## Apply what you read
**A.** In the Hiroki Uchi biography, reproduce the stretch from "Japanese singer (born" through "Osaka Prefecture, Japan.", switching "idol singer" to "pop singer".
**B.** According to the Hiroki Uchi biography, what award did Uchi receive for his part in Boku no Ikiru Michi?

--- Excerpt to read Enclosed Below ---

- Born: September 10, 1986 (age 39)
- Origin: Habikino, Osaka, Japan
- Genres: Pop
- Occupations: Actor, singer-songwriter, model
- Years active: 1999–present
- Formerly of: Kanjani Eight, NEWS

= Hiroki Uchi =

Japanese singer (born 1985)

Hiroki Uchi (内 博貴, Uchi Hiroki) (born September 10, 1986) is a Japanese actor, idol singer, songwriter, and model. He was born in Habikino, Osaka Prefecture, Japan.

==Career==
In May 1999, Uchi participated in auditions for Johnny & Associates at the age of twelve. He had no interest in the entertainment industry and initially dreamed of becoming a professional baseball player, but was signed up to said audition by his mother. Uchi became the vocalist of the junior's group V. West when starred in Weekly V. West with other members of the group. Three years later, in December 2002, he became a member of Kanjani8.

Around the same time, Uchi started filming his first drama, Doremisora. In 2003, he and nother Kanjani8 member, Ryo Nishikido, were asked to join NEWS along with seven other members. The same year, Uchi took part in Boku no Ikiru Michi and was awarded the Best Newcomer by Nikkan Sports Drama Grand Prix.

===Debut with NEWS===
Uchi joined both NEWS and Kanjani8 in 2004. While performing in the show Hey! Say! Dream Boy shows (along with KAT-TUN), he was diagnosed with and hospitalized for pulmonary pneumothorax, a condition which causes holes to form in the lining of the lungs. Uchi was pulled from both shows for the urgent surgery to repair the three holes in his left lung. After rehabilitation, he returned in June for the release of the single "Teppen" by NEWS as well as filming the drama Ganbatte Ikimasshoi!. In July 2005, Uchi was temporarily suspended from all activities.

In early January 2008, Uchi graduated from trainee to solo status with a leading role in the Fuji TV drama special Isshun no Kaze ni Nare, which aired for the last four days of February. His status became a "junior" again. In March, he also joined the cast of NTV drama Osen for one of the leading roles. In November, it was announced he would start his solo concerts in Yokohama and Osaka in collaboration with Question?.

In 2009, Uchi took part in Playzone 2009 Letters from the Sun with Kis-My-Ft2. The same year, he starred in the animated series Yamato Nadeshiko Shichi Henge with Kazuya Kamenashi and Yuya Tegoshi, which was awarded Nikkan Sports Drama Grand Prix as the best drama.

Uchi was involved with the Japanese production of Broadway musical Guys and Dolls in 2010, to which the president of Johnny & Associates, Johnny Kitagawa, stated that Uchi has been permanently removed from both Kanjani8 and NEWS and instead focused on solo work and acting. Since then, Uchi has participated in many Japanese stage shows in both an acting and producing role. He played a supporting role in Endless Shock from 2010 to 2019, as well as leading role in a musical adaptation of The Great Gatsby. In 2019, he played the deutagonist role in Fortinbras, which is based on a supporting character from "Hamlet".

--- End of Enclosed Excerpt to read ---
--- Record extracts Enclosed Below ---

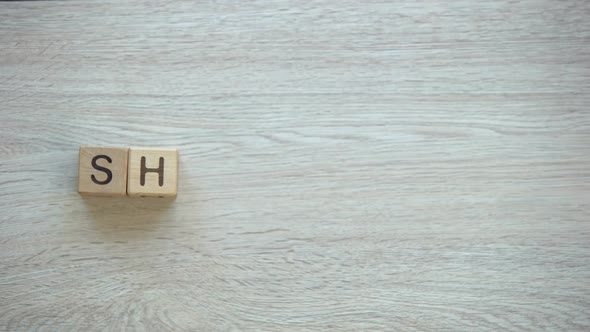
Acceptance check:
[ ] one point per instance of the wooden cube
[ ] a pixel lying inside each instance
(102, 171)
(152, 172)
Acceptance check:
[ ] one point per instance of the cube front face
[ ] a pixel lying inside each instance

--- End of Enclosed Record extracts ---
--- Record extracts Enclosed Below ---

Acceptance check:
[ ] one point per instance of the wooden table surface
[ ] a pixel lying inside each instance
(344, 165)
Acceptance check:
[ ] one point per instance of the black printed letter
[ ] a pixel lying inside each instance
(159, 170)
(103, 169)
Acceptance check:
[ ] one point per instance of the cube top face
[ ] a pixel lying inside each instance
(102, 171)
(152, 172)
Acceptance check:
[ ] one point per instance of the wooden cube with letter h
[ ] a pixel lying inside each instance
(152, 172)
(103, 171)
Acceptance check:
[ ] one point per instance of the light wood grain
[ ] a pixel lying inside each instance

--- End of Enclosed Record extracts ---

## Answers
**A.**
Japanese singer (born 1985)

Hiroki Uchi (内 博貴, Uchi Hiroki) (born September 10, 1986) is a Japanese actor, pop singer, songwriter, and model. He was born in Habikino, Osaka Prefecture, Japan.

**B.** He was awarded the Best Newcomer by Nikkan Sports Drama Grand Prix.